Rewrite all of the items below, swapping "decorative brick detail" for "ornamental brickwork" and keeping every other line unchanged. Omit the pictures.

Pointing items

## BEGIN

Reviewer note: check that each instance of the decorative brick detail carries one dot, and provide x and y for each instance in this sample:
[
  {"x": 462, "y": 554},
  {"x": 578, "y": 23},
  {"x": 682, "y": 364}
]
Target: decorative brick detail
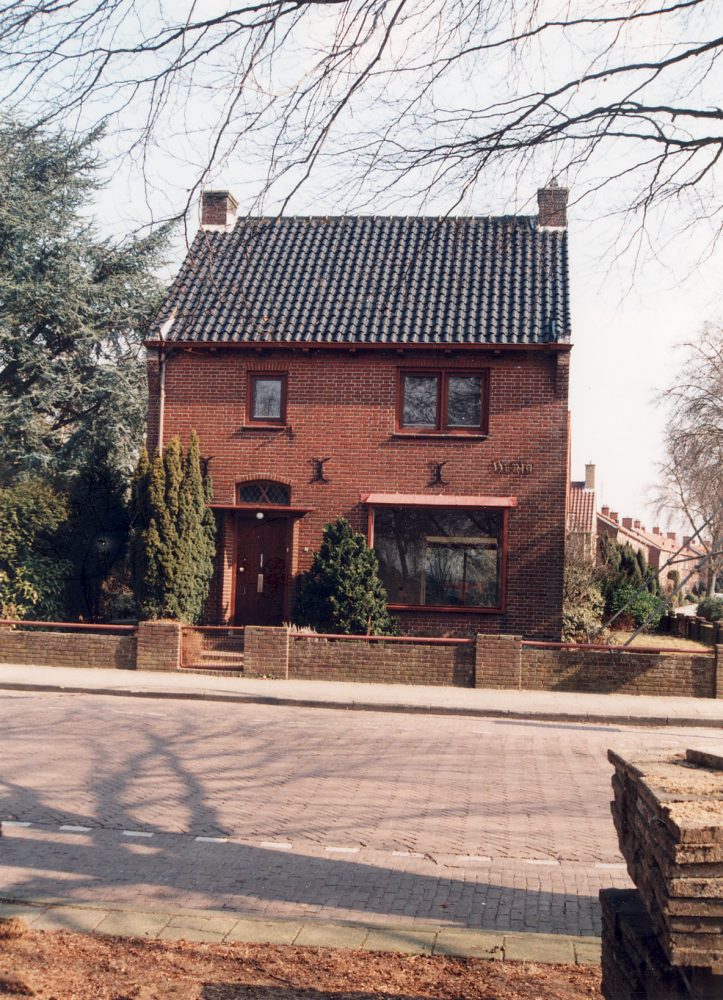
[
  {"x": 719, "y": 671},
  {"x": 67, "y": 649},
  {"x": 266, "y": 652},
  {"x": 159, "y": 645},
  {"x": 498, "y": 661},
  {"x": 380, "y": 663}
]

## END

Written reply:
Reviewer note: check that each instance of the ornamental brickwork carries one dot, and provide x and y for each instance in this sample:
[
  {"x": 462, "y": 554},
  {"x": 578, "y": 23},
  {"x": 682, "y": 364}
]
Target: ornamental brickwork
[
  {"x": 719, "y": 671},
  {"x": 67, "y": 649},
  {"x": 266, "y": 652},
  {"x": 159, "y": 645},
  {"x": 498, "y": 661},
  {"x": 380, "y": 663}
]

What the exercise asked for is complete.